= AIM =
Tally how many lines of the following records contain the word "below", treating uppercase and lowercase as different. Reply with that number alone.

-- Begin EXERCISE MATERIALS --

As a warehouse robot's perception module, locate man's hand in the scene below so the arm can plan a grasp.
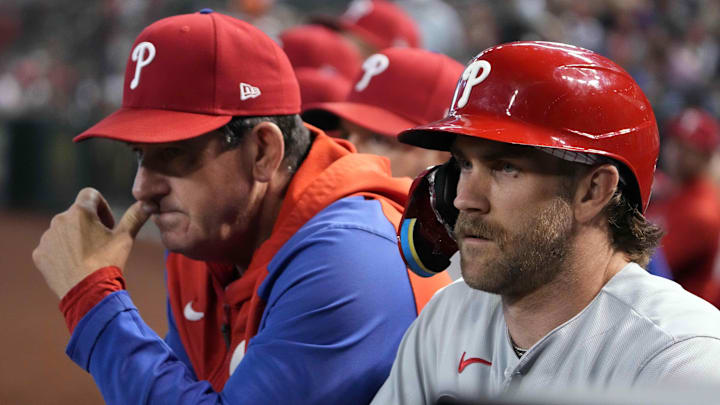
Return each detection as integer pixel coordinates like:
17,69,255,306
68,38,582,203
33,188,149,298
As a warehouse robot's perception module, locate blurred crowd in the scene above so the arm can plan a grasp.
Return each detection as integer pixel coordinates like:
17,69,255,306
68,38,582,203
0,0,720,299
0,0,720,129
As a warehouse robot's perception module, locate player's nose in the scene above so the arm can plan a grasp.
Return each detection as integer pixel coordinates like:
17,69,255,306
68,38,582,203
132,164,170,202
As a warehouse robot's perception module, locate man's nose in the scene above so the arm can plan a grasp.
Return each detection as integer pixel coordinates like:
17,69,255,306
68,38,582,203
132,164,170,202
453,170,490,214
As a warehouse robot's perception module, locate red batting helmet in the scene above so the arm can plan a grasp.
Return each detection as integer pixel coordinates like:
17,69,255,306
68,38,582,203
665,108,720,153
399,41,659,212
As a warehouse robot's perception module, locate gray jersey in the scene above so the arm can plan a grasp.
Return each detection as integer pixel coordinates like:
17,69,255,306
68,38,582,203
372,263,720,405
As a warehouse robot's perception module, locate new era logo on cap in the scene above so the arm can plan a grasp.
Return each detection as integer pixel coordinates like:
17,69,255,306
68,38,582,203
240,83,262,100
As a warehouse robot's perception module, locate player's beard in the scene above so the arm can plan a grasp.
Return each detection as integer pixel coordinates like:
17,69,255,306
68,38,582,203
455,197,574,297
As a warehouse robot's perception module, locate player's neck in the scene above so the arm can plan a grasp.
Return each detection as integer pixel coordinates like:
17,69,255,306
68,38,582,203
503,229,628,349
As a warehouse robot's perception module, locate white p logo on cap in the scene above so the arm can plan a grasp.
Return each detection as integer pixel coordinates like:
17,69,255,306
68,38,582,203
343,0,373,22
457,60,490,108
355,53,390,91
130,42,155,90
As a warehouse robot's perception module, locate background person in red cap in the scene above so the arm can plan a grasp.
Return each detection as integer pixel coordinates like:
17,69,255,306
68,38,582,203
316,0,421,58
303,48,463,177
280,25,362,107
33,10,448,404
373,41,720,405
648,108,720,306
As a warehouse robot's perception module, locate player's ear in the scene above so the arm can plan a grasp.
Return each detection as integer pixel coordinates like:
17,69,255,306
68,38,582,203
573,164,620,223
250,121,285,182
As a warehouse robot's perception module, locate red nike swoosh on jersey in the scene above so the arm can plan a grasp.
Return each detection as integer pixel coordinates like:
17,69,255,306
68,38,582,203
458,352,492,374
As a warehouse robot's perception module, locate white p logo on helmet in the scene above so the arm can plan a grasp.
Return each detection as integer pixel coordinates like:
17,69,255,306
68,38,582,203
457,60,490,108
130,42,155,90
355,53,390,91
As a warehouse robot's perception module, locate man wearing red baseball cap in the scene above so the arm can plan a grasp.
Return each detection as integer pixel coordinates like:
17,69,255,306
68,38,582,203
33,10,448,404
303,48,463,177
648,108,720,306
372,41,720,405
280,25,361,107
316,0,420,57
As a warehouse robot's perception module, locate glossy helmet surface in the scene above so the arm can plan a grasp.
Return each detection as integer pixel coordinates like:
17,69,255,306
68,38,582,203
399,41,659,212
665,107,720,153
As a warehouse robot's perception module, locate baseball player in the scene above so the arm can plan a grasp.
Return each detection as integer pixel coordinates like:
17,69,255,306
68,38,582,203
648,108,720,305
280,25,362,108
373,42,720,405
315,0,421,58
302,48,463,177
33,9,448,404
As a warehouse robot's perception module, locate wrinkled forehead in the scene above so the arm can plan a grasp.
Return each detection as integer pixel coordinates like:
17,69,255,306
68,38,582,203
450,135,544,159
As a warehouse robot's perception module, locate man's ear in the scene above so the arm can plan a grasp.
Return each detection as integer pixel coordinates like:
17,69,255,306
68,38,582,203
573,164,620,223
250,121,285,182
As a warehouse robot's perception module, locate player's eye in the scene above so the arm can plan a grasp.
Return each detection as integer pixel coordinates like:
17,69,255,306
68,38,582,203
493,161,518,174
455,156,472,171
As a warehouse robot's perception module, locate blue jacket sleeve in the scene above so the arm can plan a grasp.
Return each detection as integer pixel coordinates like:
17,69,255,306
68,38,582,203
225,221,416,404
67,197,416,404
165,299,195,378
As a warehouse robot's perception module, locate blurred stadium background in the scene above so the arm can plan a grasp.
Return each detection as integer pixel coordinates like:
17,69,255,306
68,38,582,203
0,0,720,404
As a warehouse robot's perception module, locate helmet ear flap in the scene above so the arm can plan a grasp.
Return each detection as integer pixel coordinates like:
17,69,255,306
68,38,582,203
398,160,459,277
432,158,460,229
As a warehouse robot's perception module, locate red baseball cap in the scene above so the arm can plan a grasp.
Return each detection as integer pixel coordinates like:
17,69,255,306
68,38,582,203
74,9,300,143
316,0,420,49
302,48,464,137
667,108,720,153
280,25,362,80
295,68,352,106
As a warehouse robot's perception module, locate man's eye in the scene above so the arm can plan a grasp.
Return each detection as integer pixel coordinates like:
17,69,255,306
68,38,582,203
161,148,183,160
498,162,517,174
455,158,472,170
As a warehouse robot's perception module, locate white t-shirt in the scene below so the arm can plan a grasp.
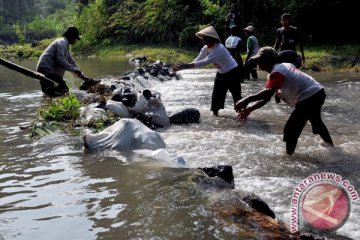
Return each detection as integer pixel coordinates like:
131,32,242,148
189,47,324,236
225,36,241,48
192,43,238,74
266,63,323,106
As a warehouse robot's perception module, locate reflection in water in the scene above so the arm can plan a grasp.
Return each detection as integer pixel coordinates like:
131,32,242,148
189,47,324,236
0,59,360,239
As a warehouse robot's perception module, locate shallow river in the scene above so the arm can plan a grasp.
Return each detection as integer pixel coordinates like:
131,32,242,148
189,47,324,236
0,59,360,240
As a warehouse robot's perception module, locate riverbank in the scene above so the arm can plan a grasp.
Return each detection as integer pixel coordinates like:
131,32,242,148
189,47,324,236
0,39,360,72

-- End EXERCISE MATERIALS --

= TASK SOLUTION =
2